▶ [Soal Singkat] Salin persis bagian artikel tentang pendidikan inklusif di bawah, dari "Kurang lebih, itulah" sampai "pemerintah wajib membiayainya.".

▶ [Petikan Teks]
Lihat ke Halaman Asli

Ridho Putranto

Pembelajar

Mewujudkan Pendidikan Inklusif yang Berkeadilan

Diperbarui: 19 Agustus 2024   06:48

Kompasiana adalah platform blog. Konten ini menjadi tanggung jawab bloger dan tidak mewakili pandangan redaksi Kompas.

Ruang Kelas. Sumber Ilustrasi: PAXELS

"Setiap orang berhak mengembangkan diri melalui pemenuhan kebutuhan dasarnya, berhak mendapat pendidikan dan memperoleh manfaat dari ilmu pengetahuan dan teknologi, seni dan budaya, demi meningkatkan kualitas hidupnya dan demi kesejahteraan umat manusia".

Kurang lebih, itulah bunyi dari Undang-Undang Dasar (UUD) 1945 Pasal 28 C ayat 1 yang mengatur terkait pemenuhan hak dasar, yang dalam hal ini adalah hak mendapatkan pendidikan agar meningkatkan kualitas individu demi kesejahteraan umat manusia. Di pasal yang lain, tepatnya pasal 31 ayat 1 dan 2 juga dijelaskan bahwa pendidikan merupakan hak dan kewajiban bagi seluruh warga negara dan pemerintah wajib membiayainya. 

Dari kedua pasal yang tercantum di dalam UUD 1945, menjelaskan bahwa secara konstitusional, pendidikan merupakan salah satu hak dasar yang harus dimiliki oleh setiap manusia tanpa terkecuali dan hal ini menjadi salah satu tanggung jawab dari negara, selaku institusi yang menyelenggarakan program pendidikan untuk dapat memfasilitasi rakyatnya agar dapat mendapatkan akses pendidikan yang layak.

Bicara soal pendidikan, maka kita berbicara tentang sebuah proses fundamental untuk memanusiakan manusia. Pendidikan dapat diartikan sebagai usaha sistematis yang bertujuan untuk membentuk karakter dan kepribadian seorang manusia secara utuh. Pendidikan merupakan aset terpenting yang dimiliki oleh negara karena pendidikan adalah suatu upaya yang secara sadar untuk bagaimana menciptakan generasi-generasi yang berbudi pekerti luhur dan berintelektual dengan bertujuan untuk masa depan bangsa yang lebih baik. 

Di era modern ini, kesadaran akan pentingnya pendidikan sebagai kebutuhan umat manusia semakin lebih baik. Tuntutan persaingan sumber daya manusia (SDM) yang tinggi di zaman ini mengharuskan adanya pendidikan yang berkualitas dan berkompeten guna mewujudkan kualitas individual demi menunjang daya saing bangsa di tengah era globalisasi.

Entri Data
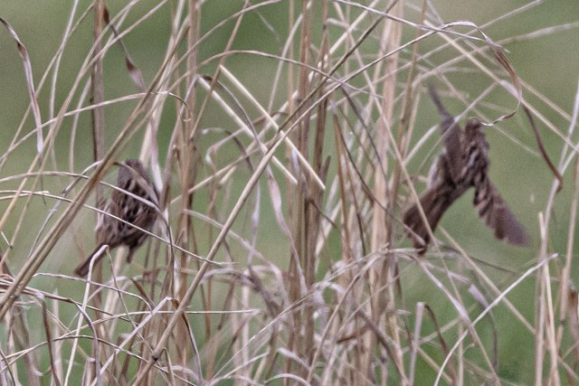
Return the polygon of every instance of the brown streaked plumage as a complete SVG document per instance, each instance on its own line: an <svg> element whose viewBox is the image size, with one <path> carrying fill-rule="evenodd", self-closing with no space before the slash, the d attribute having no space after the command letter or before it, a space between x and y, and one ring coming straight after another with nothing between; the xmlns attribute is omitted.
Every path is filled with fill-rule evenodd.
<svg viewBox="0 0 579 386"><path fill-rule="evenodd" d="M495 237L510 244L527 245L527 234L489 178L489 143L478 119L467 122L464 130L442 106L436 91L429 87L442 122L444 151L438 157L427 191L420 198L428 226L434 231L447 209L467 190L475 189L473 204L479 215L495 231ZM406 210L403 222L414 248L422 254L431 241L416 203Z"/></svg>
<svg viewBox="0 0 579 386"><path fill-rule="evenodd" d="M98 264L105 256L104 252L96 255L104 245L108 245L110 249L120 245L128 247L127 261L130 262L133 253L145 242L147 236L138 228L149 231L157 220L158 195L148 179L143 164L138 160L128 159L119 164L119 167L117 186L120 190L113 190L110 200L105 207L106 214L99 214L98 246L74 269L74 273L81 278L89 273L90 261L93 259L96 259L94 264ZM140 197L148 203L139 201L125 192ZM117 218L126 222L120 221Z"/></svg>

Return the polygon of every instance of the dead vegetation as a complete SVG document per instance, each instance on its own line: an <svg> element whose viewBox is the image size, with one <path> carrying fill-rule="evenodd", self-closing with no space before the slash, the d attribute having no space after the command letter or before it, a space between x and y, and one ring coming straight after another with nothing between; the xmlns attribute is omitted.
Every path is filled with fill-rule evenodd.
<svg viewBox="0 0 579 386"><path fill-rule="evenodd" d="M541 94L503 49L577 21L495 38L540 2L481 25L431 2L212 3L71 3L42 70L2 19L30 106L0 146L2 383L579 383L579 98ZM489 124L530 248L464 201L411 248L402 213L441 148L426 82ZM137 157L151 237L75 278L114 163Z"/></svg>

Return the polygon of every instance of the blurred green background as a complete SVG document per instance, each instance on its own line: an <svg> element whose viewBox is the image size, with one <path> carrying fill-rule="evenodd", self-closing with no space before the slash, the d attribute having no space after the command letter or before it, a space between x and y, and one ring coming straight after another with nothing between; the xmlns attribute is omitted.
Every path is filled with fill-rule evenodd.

▶ [Pembahasan Latihan]
Kurang lebih, itulah bunyi dari Undang-Undang Dasar (UUD) 1945 Pasal 28 C ayat 1 yang mengatur terkait pemenuhan hak dasar, yang dalam hal ini adalah hak mendapatkan pendidikan agar meningkatkan kualitas individu demi kesejahteraan umat manusia. Di pasal yang lain, tepatnya pasal 31 ayat 1 dan 2 juga dijelaskan bahwa pendidikan merupakan hak dan kewajiban bagi seluruh warga negara dan pemerintah wajib membiayainya.